• Written instruction: Can you reproduce, character for character, the data below, starting with the line containing "Task: mark the pink" and going through the line containing "273], [391, 267]]", with both of those lines included?

• Input:
==*==
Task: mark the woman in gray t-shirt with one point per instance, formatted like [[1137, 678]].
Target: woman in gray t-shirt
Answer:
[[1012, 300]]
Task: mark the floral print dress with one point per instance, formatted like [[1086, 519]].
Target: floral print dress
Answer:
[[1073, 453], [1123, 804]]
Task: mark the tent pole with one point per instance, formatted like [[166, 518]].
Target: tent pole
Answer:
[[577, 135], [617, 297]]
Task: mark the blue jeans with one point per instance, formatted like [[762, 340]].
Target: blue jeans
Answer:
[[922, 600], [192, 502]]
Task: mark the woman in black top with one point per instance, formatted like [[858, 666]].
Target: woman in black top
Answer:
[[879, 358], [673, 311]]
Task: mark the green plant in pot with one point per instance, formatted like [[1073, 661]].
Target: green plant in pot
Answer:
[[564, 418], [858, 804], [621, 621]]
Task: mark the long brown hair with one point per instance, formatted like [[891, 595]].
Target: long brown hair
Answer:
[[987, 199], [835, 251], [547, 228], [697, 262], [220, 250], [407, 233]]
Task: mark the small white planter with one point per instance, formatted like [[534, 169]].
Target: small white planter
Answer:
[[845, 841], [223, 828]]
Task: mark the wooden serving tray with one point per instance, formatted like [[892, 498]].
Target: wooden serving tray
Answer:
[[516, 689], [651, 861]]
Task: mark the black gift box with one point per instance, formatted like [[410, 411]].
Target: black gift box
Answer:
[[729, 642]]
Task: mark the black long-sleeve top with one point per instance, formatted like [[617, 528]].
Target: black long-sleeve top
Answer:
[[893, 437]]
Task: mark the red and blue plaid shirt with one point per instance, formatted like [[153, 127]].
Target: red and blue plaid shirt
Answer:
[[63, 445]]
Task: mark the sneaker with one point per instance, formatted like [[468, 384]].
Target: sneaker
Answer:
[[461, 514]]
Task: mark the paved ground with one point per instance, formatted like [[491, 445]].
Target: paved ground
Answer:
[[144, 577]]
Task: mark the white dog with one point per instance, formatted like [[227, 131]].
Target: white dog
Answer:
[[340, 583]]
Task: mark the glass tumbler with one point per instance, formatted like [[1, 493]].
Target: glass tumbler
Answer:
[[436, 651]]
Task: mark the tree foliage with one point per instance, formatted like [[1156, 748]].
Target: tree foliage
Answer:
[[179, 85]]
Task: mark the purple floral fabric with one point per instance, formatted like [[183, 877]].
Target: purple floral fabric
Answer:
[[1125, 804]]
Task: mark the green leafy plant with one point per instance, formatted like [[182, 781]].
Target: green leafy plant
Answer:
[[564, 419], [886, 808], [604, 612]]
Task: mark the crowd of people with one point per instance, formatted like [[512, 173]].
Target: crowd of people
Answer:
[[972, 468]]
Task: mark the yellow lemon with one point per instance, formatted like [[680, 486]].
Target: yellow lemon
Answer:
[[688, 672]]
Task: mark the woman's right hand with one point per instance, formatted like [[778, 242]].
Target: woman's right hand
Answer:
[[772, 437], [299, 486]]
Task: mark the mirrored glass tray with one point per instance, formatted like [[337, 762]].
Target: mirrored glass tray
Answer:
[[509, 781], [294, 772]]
==*==
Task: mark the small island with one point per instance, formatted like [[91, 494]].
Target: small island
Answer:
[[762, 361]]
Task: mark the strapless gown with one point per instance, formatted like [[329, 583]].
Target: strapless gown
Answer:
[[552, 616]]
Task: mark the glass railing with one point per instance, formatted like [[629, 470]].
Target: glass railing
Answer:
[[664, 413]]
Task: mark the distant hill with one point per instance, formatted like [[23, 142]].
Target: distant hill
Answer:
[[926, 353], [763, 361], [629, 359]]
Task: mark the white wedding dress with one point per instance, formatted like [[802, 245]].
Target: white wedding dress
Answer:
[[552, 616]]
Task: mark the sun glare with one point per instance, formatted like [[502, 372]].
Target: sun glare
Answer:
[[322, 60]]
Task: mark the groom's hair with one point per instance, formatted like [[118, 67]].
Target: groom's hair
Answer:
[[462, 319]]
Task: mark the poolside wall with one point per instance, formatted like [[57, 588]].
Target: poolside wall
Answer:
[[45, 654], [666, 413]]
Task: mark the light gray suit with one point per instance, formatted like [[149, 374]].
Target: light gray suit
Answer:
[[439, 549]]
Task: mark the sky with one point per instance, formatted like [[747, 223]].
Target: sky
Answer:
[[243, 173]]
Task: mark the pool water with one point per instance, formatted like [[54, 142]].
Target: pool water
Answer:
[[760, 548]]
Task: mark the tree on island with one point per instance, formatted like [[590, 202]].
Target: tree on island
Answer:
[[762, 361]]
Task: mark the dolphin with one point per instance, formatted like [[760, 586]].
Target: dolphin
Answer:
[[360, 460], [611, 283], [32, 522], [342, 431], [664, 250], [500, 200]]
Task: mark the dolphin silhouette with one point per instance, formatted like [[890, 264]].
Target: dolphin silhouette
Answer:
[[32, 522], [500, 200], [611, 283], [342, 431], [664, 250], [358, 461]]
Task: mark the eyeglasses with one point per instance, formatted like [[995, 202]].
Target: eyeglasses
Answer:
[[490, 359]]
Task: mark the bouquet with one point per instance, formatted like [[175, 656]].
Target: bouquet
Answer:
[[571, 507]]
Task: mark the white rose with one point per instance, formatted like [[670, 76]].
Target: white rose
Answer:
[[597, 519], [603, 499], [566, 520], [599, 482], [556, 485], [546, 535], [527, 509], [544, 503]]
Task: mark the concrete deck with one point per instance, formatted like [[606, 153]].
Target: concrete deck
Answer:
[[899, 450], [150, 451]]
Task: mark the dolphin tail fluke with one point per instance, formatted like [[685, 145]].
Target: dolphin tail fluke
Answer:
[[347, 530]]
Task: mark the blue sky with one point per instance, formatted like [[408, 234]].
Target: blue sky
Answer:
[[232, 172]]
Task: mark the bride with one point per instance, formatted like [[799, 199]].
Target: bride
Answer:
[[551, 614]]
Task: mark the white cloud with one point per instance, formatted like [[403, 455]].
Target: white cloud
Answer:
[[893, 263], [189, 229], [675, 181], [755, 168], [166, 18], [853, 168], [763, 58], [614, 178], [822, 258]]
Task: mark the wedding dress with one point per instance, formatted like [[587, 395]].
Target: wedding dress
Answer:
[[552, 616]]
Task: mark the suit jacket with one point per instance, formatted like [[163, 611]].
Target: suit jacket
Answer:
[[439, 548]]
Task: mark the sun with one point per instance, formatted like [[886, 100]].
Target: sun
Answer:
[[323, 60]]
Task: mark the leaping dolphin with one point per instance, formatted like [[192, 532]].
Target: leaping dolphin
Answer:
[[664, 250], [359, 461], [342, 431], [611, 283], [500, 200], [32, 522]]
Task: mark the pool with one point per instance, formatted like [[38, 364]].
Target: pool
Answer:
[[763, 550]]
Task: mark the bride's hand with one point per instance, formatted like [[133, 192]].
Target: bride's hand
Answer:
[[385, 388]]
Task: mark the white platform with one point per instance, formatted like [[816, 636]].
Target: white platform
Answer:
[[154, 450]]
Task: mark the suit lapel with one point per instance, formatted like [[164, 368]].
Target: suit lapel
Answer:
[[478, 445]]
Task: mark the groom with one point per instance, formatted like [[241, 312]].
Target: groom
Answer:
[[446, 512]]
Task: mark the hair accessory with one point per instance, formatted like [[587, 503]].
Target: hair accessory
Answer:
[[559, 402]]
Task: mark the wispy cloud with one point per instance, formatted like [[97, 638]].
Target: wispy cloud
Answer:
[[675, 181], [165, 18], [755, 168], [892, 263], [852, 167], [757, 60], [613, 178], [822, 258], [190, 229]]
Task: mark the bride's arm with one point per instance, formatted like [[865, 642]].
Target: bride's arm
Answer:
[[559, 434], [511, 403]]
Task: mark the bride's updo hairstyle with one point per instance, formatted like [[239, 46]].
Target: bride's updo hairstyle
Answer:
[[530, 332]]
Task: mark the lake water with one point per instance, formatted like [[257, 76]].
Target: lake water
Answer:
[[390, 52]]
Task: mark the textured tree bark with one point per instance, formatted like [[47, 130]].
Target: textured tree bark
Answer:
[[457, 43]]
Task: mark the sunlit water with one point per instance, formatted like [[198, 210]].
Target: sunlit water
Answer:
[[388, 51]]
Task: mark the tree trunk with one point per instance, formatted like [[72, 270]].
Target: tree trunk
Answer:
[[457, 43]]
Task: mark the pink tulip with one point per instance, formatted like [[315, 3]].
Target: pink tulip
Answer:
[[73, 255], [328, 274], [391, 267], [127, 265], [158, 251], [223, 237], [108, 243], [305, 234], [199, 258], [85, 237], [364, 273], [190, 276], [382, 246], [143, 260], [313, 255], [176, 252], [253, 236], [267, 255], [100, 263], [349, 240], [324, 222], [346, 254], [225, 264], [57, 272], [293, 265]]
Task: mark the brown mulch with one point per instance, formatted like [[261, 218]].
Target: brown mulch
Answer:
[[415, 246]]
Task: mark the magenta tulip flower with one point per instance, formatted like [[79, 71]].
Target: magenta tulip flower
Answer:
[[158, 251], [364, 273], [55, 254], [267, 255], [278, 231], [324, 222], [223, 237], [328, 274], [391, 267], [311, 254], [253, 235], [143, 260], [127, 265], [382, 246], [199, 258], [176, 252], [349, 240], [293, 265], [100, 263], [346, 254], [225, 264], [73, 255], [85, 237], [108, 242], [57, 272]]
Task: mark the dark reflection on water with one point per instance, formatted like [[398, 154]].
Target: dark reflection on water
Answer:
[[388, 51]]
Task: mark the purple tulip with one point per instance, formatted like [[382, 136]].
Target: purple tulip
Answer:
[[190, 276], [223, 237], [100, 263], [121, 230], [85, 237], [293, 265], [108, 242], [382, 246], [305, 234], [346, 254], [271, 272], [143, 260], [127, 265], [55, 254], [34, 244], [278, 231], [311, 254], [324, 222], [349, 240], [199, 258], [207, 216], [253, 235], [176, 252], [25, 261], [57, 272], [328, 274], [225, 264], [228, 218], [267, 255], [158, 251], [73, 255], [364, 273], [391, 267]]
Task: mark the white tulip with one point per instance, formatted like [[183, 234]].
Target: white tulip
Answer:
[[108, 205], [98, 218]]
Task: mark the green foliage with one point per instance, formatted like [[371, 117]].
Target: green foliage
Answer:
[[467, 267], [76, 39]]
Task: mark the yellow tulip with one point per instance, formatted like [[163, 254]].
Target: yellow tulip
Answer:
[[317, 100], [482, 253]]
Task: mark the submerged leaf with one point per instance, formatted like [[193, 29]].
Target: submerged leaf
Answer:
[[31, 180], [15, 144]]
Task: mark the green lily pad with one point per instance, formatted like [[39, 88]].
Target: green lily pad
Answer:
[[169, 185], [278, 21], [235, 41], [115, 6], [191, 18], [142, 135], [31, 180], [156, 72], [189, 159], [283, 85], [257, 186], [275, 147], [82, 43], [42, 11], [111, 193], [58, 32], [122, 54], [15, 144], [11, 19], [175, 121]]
==*==
• Result of the exercise:
Task: mark the pink tulip with one point per instance, formatted like [[315, 3]].
Target: pink tulip
Answer:
[[73, 255], [328, 274], [391, 267], [127, 265], [158, 251], [223, 237], [108, 243], [305, 234], [199, 258], [85, 237], [364, 273], [190, 276], [382, 246], [143, 260], [313, 255], [176, 252], [253, 236], [267, 255], [100, 263], [349, 240], [324, 222], [346, 254], [225, 264], [57, 272], [293, 265]]
Task: mark the brown mulch with one point per instance, formatted like [[261, 218]].
Target: brown mulch
Answer:
[[415, 246]]
Task: mark the magenta tulip flower with one point per instance, formatted like [[79, 71]].
Target: magenta tulip flower
Answer:
[[158, 251], [364, 273], [55, 254], [267, 255], [278, 231], [324, 222], [223, 237], [328, 274], [391, 267], [311, 254], [253, 235], [143, 260], [127, 265], [382, 246], [199, 258], [176, 252], [349, 240], [293, 265], [100, 263], [346, 254], [225, 264], [73, 255], [85, 237], [108, 242], [57, 272]]
Task: mark the dark reflection on water with one point per instance, formatted like [[398, 154]].
Target: dark reflection on water
Answer:
[[388, 51]]
Task: mark the purple tulip with one point per instance, formatted like [[382, 136]].
Target: purple tulip
Answer:
[[190, 276], [223, 237], [100, 263], [121, 230], [85, 237], [293, 265], [108, 242], [382, 246], [305, 234], [346, 254], [271, 272], [143, 260], [127, 265], [55, 254], [34, 244], [278, 231], [311, 254], [324, 222], [349, 240], [199, 258], [207, 216], [253, 235], [176, 252], [25, 261], [57, 272], [328, 274], [225, 264], [228, 218], [267, 255], [158, 251], [73, 255], [364, 273], [391, 267]]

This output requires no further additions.